→ What the task asks: Restate all of the entries exactly. Any picture in them should be skipped.

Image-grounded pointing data
━━━━━━━━

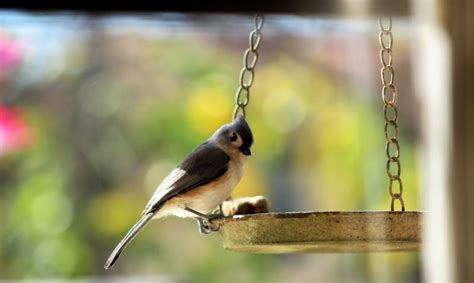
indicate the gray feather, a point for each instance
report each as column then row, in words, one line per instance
column 127, row 239
column 205, row 164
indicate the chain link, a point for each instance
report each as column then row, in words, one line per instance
column 247, row 74
column 390, row 97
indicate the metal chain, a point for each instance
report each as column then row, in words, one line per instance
column 390, row 96
column 247, row 74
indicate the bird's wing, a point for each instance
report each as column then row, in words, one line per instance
column 205, row 164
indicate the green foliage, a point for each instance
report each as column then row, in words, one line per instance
column 99, row 155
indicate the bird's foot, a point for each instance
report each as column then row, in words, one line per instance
column 205, row 221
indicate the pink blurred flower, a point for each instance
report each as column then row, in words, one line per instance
column 14, row 131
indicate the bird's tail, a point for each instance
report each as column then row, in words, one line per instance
column 127, row 239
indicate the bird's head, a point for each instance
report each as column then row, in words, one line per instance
column 235, row 136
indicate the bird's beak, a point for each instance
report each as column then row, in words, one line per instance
column 246, row 151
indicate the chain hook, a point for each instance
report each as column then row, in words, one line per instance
column 247, row 74
column 389, row 97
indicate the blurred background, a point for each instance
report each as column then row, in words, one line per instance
column 95, row 111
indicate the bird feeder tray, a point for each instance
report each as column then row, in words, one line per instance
column 301, row 232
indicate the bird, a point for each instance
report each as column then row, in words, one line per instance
column 200, row 183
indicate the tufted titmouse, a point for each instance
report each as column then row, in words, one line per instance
column 200, row 183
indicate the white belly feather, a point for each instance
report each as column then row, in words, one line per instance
column 206, row 198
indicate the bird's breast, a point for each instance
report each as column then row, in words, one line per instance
column 206, row 198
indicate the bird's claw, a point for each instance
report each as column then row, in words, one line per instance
column 205, row 224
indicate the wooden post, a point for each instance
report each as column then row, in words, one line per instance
column 457, row 18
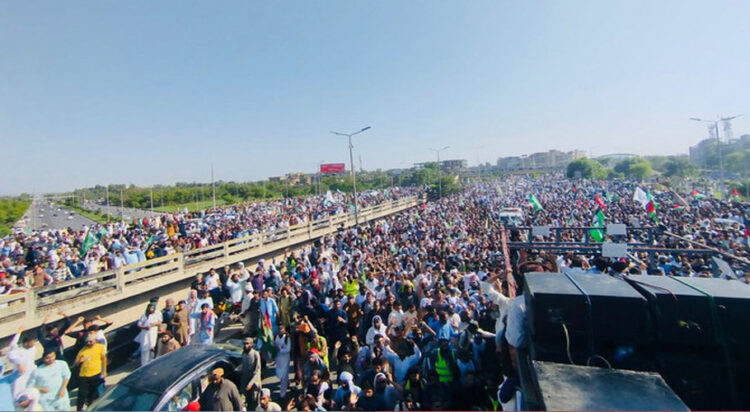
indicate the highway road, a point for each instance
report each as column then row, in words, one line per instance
column 45, row 214
column 128, row 214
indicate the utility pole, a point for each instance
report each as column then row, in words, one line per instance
column 440, row 172
column 107, row 196
column 354, row 173
column 213, row 187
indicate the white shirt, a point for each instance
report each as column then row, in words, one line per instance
column 212, row 281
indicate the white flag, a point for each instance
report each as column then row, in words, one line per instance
column 328, row 199
column 640, row 196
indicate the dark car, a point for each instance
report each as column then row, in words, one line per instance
column 170, row 382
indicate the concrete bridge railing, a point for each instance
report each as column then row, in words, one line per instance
column 83, row 294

━━━━━━━━

→ Exercise solution:
indicate the gray feather, a point for each instance
report each as column then row, in words, one line per instance
column 127, row 239
column 205, row 164
indicate the chain link, a point for each instance
report each as column then row, in words, one line per instance
column 247, row 74
column 390, row 97
indicate the metal chain, a point for each instance
report each as column then row, in words, one line per instance
column 390, row 96
column 247, row 74
indicate the bird's wing, a point for each instance
report each as column then row, in words, one line per instance
column 205, row 164
indicate the green foliage, a point for each instance
report each as column then row, in words, one line per instance
column 99, row 155
indicate the bird's foot, a point for each instance
report each as column then row, in words, one line per instance
column 205, row 221
indicate the pink blurred flower, a point for each instance
report each as column then row, in words, one line per instance
column 14, row 131
indicate the bird's tail, a point for each instance
report each as column then row, in words, one line per instance
column 127, row 239
indicate the bird's head, a point for each instance
report each as column then row, in words, one line per instance
column 235, row 136
indicate the bird's beak, a point for each instance
report each as column then row, in words, one line per instance
column 246, row 151
indicate the chain hook, a point for each instance
report each as column then row, in words, one line per instance
column 247, row 74
column 389, row 97
indicate the blurred background, a point for each instance
report each as column then row, in words, one line per instance
column 95, row 111
indicate the bird feeder tray, a point for each instance
report each as column then row, in words, one line per instance
column 301, row 232
indicate the bird, a point for each instance
report each as column then row, in words, one line per instance
column 200, row 183
indicate the tufted titmouse, a point for each instance
report each as column then row, in words, one line per instance
column 200, row 183
indicate the white belly feather, a point for each instance
report each as column then row, in words, one line per instance
column 206, row 198
indicate the bird's breast, a point for each instance
report each as column then row, in words, one line per instance
column 206, row 198
indicate the bird's claw, a point for each instance
report each as column then row, in words, one line per instance
column 205, row 224
indicate the wooden post, a point for each instance
report each as column then row, in words, one line per instance
column 457, row 18
indicate the highway road, a point for each instance
report each as column then row, in words, one line per instance
column 45, row 214
column 128, row 214
indicate the utility pole, a point for each instance
report each as column then row, in words, one line per instance
column 440, row 172
column 107, row 196
column 354, row 173
column 213, row 187
indicate the white shirt, a point for each instance
report each as column then row, in words, one line per instance
column 212, row 281
indicate the white flag, a point for each instance
report each as column then row, in words, one line per instance
column 328, row 199
column 640, row 196
indicate the dark car, a point for each instance
report each as column then row, in words, one line per instance
column 170, row 382
indicate the concrete bridge railing, a point for each instance
report each as column then row, in words, one line per instance
column 83, row 294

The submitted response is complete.